::: DOKUMENT

Katholischer Militärgeneralvikar referiert über christliche Militärseelsorge

Berlin. In der Debatte über eine mögliche jüdische Seelsorge in der Bundeswehr veranstaltet der Zentralrat der Juden von Mittwoch bis Freitag eine Konferenz in Berlin. Zu der Tagung unter dem Titel "Militärrabbiner in der Bundeswehr. Zwischen Tradition und Herausforderung" werden unter anderen Rabbiner in ausländischen Streitkräften sowie Vertreter der Kirchen, von Bundestagsfraktionen, des Verteidigungsministeriums und der Bundeswehr erwartet. 

Der katholische Militärgeneralvikar Monsignore Reinhold Bartmann wird am Donnerstag zum Thema „Der Beistand der Militärseelsorge für die Soldatinnen und Soldaten“ vortragen. Auch der evangelische Militärbischof Dr. Sigurd Rink wird zu diesem Thema sprechen. Des Weiteren geht es bei der Konferenz um historische Aspekte mit Blick auf deutsche Feldrabbiner im Ersten Weltkrieg und politische Bildung in der Bundeswehr.

Zuletzt hatte sich der Wehrbeauftragte des Deutschen Bundestages, Dr. Hans-Peter Bartels, für die Einrichtung einer jüdischen Militärseelsorge ausgesprochen: "Es ist an der Zeit, die Institutionalisierung einer jüdischen Militärseelsorge wie übrigens auch einer entsprechenden Regelung für die Muslime in unserer Bundeswehr in Angriff zu nehmen", schreibt Bartels in der Zeitschrift Kompass. Soldat in Welt und Kirche des katholischen Militärbischofs (April). Bis zur Aussetzung der Allgemeinen Wehrpflicht 2011 habe die Praxis gegolten, "Wehrpflichtige jüdischen Glaubens nicht gegen ihren Willen einzuziehen". Derzeit gibt es Schätzungen zufolge zwischen 150 und 300 Bundeswehr-Soldaten mit jüdischem Glauben.

Hintergrundbericht 

Idee für Militärrabbiner in der Bundeswehr - Seelsorge, Einsatz für Demokratie, Kampf gegen Ressentiments 

Von Leticia Witte (KNA)

Berlin (KNA) Sein Schritt war umstritten. Als Michael Fürst Ende der 1960er Jahre, gut 20 Jahre nach dem Ende der Schoah, als erster Jude Zeitsoldat in der Bundeswehr war, gab es durchaus Gegenwind und Unverständnis. Etwa in der jüdischen Gemeinde in Hannover, wo er auch mit Uniform im Gottesdienst erschien, wie Fürst einmal dem Deutschlandfunk sagte. Und in der "Jüdischen Allgemeinen" berichtete er von einem Ausbilder in der Truppe, der sich offen als Antisemit bezeichnet habe. Mittlerweile gibt es Schätzungen zufolge bis zu 300 jüdische Soldaten in der Bundeswehr - und Vorschläge, wieder eine jüdische Seelsorge einzuführen.

::::::

### AUFGABENSTELLUNG A
Sammle alle Zeilen der Einträge, in denen das Wort „white“ vorkommt.

::: DATENEINTRÄGE

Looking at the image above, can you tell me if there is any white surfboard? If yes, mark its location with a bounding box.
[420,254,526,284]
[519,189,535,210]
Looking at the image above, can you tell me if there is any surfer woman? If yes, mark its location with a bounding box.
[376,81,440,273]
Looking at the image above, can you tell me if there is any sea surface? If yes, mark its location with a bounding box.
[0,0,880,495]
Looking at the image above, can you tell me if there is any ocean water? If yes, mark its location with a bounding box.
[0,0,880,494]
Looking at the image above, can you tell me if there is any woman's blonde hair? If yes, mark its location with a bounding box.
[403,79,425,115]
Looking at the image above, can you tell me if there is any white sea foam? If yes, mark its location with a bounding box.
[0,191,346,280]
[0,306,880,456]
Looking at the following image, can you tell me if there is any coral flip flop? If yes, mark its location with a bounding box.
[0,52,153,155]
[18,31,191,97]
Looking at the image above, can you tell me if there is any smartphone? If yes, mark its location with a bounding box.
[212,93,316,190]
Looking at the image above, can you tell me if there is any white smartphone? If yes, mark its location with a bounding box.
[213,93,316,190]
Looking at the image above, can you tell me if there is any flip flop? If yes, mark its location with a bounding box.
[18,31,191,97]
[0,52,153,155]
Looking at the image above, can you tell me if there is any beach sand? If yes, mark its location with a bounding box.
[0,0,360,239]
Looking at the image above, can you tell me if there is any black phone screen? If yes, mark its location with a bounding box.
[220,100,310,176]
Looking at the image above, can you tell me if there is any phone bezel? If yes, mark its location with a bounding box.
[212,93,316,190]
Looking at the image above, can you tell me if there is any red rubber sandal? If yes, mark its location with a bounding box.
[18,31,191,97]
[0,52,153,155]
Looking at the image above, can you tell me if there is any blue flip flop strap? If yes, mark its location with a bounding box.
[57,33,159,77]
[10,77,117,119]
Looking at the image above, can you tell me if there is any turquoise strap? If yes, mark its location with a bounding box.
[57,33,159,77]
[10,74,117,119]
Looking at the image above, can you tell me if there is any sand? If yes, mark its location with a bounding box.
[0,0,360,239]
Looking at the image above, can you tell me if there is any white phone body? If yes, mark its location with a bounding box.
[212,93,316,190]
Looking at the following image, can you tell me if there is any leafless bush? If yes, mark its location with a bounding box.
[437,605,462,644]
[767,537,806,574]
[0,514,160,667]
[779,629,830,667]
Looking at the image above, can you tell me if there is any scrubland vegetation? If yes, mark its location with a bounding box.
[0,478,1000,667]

::::::

### AUFGABENSTELLUNG B
Zähle alle Personen auf, die im Artikel über die jüdische Militärseelsorge mit Vor- und Nachnamen genannt werden.

### LÖSUNG A
Looking at the image above, can you tell me if there is any white surfboard? If yes, mark its location with a bounding box.
Looking at the image above, can you tell me if there is any white sea foam? If yes, mark its location with a bounding box.
Looking at the image above, can you tell me if there is any white smartphone? If yes, mark its location with a bounding box.
Looking at the image above, can you tell me if there is any white phone body? If yes, mark its location with a bounding box.

### LÖSUNG B
- Reinhold Bartmann
- Sigurd Rink
- Hans-Peter Bartels
- Leticia Witte
- Michael Fürst